What the task asks: Lay out the lines below as a two-column CSV with the header instruction,answer, giving one row per line: its text under instruction and its answer under answer. Put each in a single quoted field, replacing line breaks with spaces.

----

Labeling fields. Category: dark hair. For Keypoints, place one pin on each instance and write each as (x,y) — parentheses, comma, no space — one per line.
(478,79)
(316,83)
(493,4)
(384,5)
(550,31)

----

Solution to the exercise:
instruction,answer
"Labeling fields. Category: dark hair. For Keypoints, place one pin on each instance and write each as (x,y) — parentheses, comma, no space — one per line.","(478,79) (316,83) (493,4) (384,5) (550,31)"